__Exercise task__. Rewrite all of the material below as a numbered list, leaving out the blank lines.

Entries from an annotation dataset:
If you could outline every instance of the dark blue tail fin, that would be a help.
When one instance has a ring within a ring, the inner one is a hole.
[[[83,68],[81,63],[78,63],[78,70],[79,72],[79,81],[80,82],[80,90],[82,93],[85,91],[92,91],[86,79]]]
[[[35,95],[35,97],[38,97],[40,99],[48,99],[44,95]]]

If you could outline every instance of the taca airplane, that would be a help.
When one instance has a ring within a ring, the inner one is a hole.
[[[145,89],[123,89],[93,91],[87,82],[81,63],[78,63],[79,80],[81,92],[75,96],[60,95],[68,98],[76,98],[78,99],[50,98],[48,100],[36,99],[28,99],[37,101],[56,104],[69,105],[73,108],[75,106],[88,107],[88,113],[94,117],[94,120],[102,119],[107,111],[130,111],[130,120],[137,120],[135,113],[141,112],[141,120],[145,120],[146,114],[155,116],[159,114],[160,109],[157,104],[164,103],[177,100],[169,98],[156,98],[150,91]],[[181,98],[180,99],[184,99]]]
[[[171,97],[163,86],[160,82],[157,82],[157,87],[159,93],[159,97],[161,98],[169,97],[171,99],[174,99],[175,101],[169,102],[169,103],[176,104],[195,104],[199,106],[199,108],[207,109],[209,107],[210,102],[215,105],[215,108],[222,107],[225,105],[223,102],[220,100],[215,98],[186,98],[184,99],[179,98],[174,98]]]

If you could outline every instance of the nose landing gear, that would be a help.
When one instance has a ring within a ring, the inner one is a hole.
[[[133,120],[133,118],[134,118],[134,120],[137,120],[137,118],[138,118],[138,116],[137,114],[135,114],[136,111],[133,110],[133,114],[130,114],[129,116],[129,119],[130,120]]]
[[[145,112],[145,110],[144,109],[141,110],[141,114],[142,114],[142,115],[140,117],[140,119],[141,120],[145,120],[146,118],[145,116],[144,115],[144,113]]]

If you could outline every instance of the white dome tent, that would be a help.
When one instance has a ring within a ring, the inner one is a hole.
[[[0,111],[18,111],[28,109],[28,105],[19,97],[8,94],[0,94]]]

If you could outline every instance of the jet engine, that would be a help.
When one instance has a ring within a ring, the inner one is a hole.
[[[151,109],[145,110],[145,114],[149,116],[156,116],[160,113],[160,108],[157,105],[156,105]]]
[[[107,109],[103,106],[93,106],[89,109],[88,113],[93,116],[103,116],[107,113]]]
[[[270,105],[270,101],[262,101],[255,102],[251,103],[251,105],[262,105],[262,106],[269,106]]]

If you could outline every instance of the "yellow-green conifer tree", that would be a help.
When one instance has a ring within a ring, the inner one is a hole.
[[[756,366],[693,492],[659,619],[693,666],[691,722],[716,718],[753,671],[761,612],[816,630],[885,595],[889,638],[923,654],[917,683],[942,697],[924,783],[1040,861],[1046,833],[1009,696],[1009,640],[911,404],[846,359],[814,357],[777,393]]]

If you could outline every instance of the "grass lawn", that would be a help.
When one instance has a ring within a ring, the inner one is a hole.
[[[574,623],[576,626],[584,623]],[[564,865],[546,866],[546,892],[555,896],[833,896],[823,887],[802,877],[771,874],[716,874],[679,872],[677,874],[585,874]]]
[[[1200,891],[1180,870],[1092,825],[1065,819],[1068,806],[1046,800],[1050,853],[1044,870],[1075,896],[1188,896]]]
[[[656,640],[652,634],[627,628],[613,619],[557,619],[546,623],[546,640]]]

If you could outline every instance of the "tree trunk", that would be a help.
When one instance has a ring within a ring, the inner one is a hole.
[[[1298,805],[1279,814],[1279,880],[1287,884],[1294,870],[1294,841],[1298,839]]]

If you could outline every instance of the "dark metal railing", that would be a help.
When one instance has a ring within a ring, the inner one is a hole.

__The response__.
1. If you could outline every instance of the dark blue tail fin, that would be a help.
2. When one instance has a ring within a ring, the inner one is a hole.
3. [[[83,68],[81,63],[78,63],[78,70],[79,72],[79,81],[80,82],[80,90],[82,93],[85,91],[92,91],[86,79]]]
4. [[[35,95],[35,97],[38,97],[40,99],[48,99],[44,95]]]
5. If you could outline every instance of the taca airplane, that would be a help.
6. When one instance has a ring within a ring, the inner one is a hole.
7. [[[145,89],[123,89],[93,91],[87,82],[81,63],[78,63],[79,80],[81,92],[75,96],[60,95],[68,98],[76,98],[78,99],[50,98],[48,100],[36,99],[28,99],[37,101],[56,104],[69,105],[73,108],[75,106],[88,107],[88,113],[94,117],[94,120],[102,119],[107,111],[130,111],[130,120],[137,120],[135,113],[141,112],[141,120],[145,120],[146,114],[155,116],[159,114],[160,109],[157,104],[164,103],[177,100],[169,98],[156,98],[150,91]],[[181,98],[180,99],[184,99]]]
8. [[[171,97],[163,86],[160,82],[157,82],[157,87],[159,93],[159,97],[161,98],[169,97],[171,99],[174,99],[175,101],[169,102],[169,103],[176,104],[195,104],[199,106],[199,108],[207,109],[209,107],[210,102],[215,105],[215,108],[222,107],[225,105],[223,102],[220,100],[215,98],[186,98],[184,99],[179,98],[174,98]]]
9. If you could outline every instance of the nose landing gear, that would be a help.
10. When one instance has a ring within a ring, the inner one is a hole.
11. [[[133,120],[133,118],[134,118],[134,120],[137,120],[137,118],[138,118],[138,116],[137,114],[135,114],[136,111],[133,110],[133,114],[130,114],[129,116],[129,119],[130,120]]]
12. [[[145,112],[145,110],[144,109],[141,110],[141,114],[142,114],[142,115],[140,117],[140,119],[141,120],[145,120],[146,118],[145,116],[144,115],[144,113]]]
13. If you could outline every instance of the white dome tent, that would be a help.
14. When one instance has a ring within a ring, the inner one is a hole.
15. [[[0,111],[18,111],[28,109],[28,105],[19,97],[8,94],[0,94]]]
16. If you could outline every instance of the jet engine, that would be a help.
17. When one instance has a ring within a ring, the inner one is a hole.
18. [[[151,109],[145,110],[145,114],[149,116],[156,116],[160,113],[160,108],[157,105],[156,105]]]
19. [[[107,109],[103,106],[93,106],[89,109],[88,113],[93,116],[103,116],[107,113]]]
20. [[[270,105],[270,101],[262,101],[255,102],[251,103],[251,105],[262,105],[262,106],[269,106]]]
21. If you could outline every instance of the "yellow-green conifer tree", that would be a help.
22. When one instance has a ring within a ring, the inner one is a hole.
23. [[[756,366],[693,492],[659,619],[693,666],[691,722],[716,718],[753,671],[761,612],[816,630],[885,595],[889,638],[923,654],[917,683],[942,697],[924,783],[1040,861],[1046,833],[1009,696],[1009,640],[911,404],[846,359],[814,357],[777,393]]]
24. If you could outline every instance of the "grass lawn", that would be a help.
25. When one instance has a ring within a ring, the inner one is a hole.
26. [[[574,623],[576,626],[584,623]],[[564,865],[546,866],[546,892],[555,896],[833,896],[823,887],[802,877],[771,874],[716,874],[679,872],[677,874],[585,874]]]
27. [[[1200,891],[1180,870],[1092,825],[1065,819],[1068,806],[1046,800],[1050,853],[1044,870],[1075,896],[1188,896]]]
28. [[[656,640],[652,634],[627,628],[613,619],[557,619],[546,623],[546,640]]]
29. If you could outline every instance of the "tree trunk", that would be a help.
30. When one instance has a ring within a ring, the inner one is a hole.
31. [[[1298,805],[1279,814],[1279,880],[1287,884],[1294,870],[1294,841],[1298,839]]]
32. If you could outline every instance of the "dark metal railing", that would be a help.
33. When one instance has a ring within a ring, the inner one is a hole.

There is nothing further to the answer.